**What is needed:** Your task is to copy the lines of the data below from the line holding "of the blurred" through the line holding "Target: blurred background vegetation", inclusive, exactly and with nothing added.

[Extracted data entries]
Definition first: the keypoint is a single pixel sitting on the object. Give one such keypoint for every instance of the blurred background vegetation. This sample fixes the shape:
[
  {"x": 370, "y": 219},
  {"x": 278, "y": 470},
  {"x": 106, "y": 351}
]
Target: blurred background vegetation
...
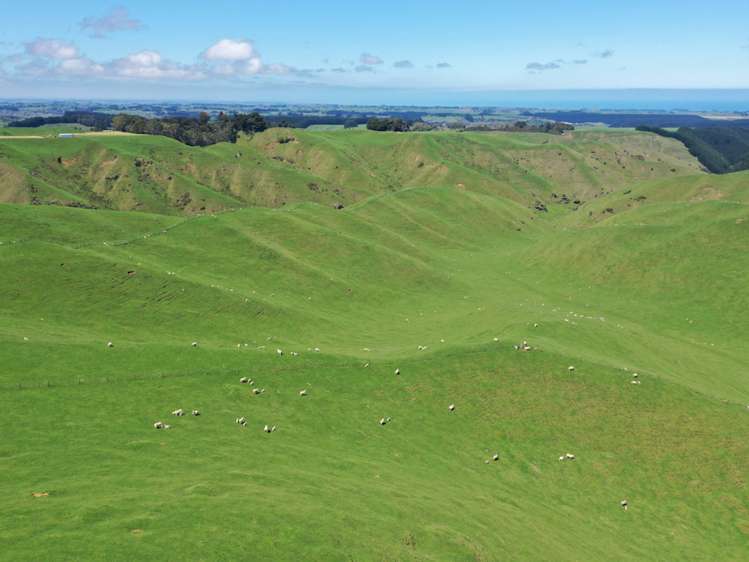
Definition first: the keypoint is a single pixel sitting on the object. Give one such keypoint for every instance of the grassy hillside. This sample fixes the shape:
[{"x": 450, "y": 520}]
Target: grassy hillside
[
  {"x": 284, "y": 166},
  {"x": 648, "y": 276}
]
* * *
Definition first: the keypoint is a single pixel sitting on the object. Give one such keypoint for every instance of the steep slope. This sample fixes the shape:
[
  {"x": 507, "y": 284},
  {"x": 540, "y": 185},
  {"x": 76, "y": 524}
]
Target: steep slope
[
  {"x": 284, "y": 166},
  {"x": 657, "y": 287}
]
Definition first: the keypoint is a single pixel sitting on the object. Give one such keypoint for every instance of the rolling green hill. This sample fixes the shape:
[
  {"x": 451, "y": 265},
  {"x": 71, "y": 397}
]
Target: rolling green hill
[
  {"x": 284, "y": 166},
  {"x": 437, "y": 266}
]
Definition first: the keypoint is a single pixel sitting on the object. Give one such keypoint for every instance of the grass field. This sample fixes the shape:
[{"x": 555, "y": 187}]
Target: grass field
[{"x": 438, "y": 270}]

**Output for this task:**
Definition first: the keypoint is a single pixel sitting on the object. Give one such keypoint for every instance of the blurred background vegetation. This sample fixes the shape:
[
  {"x": 370, "y": 219},
  {"x": 278, "y": 470},
  {"x": 106, "y": 351}
]
Target: blurred background vegetation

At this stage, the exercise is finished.